> [JOB] Please repeat every one of the entries below word for word, line by line.

> [RECORDS FOR PROCESSING]

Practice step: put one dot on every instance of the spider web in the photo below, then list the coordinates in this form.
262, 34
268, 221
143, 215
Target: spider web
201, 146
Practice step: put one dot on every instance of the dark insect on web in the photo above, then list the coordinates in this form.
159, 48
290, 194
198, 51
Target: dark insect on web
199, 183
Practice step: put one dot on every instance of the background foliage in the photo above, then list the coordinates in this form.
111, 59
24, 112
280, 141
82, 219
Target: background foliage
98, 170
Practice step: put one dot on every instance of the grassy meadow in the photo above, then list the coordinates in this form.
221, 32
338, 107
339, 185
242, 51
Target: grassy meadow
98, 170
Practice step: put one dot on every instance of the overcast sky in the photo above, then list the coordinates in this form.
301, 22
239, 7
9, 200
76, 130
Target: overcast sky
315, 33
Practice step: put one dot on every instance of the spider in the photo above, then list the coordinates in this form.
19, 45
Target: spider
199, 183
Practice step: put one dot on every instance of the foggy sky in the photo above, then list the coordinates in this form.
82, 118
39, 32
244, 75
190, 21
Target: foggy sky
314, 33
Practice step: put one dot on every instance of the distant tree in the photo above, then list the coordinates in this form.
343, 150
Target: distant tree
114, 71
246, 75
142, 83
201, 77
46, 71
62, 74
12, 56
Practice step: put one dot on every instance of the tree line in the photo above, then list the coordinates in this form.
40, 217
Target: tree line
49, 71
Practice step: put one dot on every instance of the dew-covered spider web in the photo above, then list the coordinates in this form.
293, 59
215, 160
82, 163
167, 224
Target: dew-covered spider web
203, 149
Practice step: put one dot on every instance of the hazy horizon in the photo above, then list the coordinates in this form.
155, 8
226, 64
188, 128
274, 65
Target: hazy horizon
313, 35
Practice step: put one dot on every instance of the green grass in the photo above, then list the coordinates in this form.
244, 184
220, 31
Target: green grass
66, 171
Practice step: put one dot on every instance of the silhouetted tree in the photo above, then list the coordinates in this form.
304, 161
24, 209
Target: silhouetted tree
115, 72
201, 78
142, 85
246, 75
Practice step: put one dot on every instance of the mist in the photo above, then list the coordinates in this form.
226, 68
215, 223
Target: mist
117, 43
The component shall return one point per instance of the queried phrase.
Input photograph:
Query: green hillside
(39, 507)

> [RESULT]
Practice step: put one dot on every instance of the spider web in the photo below, then list the coordinates in this form.
262, 34
268, 221
143, 215
Target: spider web
201, 146
Practice step: put one dot on every instance of the dark insect on web in the photo above, then list the coordinates in this form.
159, 48
290, 194
198, 51
Target: dark insect on web
199, 183
Practice step: put one dot on every instance of the background foliage in the photo above, then list the coordinates in this form.
111, 59
24, 112
280, 141
82, 219
Target: background foliage
98, 170
Practice step: put one dot on every instance of the grassy meadow in the photo above, then list the coordinates in this form.
221, 32
338, 107
339, 185
242, 51
Target: grassy meadow
98, 170
Practice step: put one dot on every instance of the overcast sky in the photo above, then list the coordinates in this form.
301, 22
239, 7
9, 200
76, 130
Target: overcast sky
315, 33
Practice step: put one dot on every instance of the spider in the photo above, then list the coordinates in this form.
19, 45
Target: spider
199, 183
Practice step: put one dot on every instance of the foggy sky in the photo above, then list the coordinates in this form.
82, 118
39, 32
244, 75
190, 21
Target: foggy sky
314, 33
Practice step: put one dot on every instance of the distant tree in the photo above, then list the coordinates in this form.
343, 150
Target: distant tree
114, 71
246, 75
142, 83
201, 77
46, 71
62, 74
12, 56
Practice step: put one dot on every instance of the tree line in the photo above, then list the coordinates in this form.
40, 217
Target: tree line
49, 71
Practice step: put one dot on every instance of the dew-covered spider web in the photo above, then list the coordinates in this form.
293, 59
215, 160
82, 163
167, 224
Target: dew-covered spider web
203, 149
Practice step: put one dot on every instance of the hazy horizon in the photo above, then list the coordinates in this form.
155, 8
226, 64
188, 128
274, 65
Target: hazy horizon
313, 35
Practice step: put one dot on every instance of the green grass in the photo above, then list the coordinates in this form.
244, 184
220, 31
Target: green grass
66, 171
Practice step: put one dot on every instance of the silhouetted tree in the photo above, then list the coordinates in this form.
304, 161
24, 209
Target: silhouetted tree
115, 72
201, 78
142, 85
246, 75
Practice step: put one dot on every instance of the mist in the photo above, then list the coordinates in this form.
226, 68
215, 223
Target: mist
117, 43
The component shall return one point per instance of the queried phrase.
Input photograph:
Query: green hillside
(39, 507)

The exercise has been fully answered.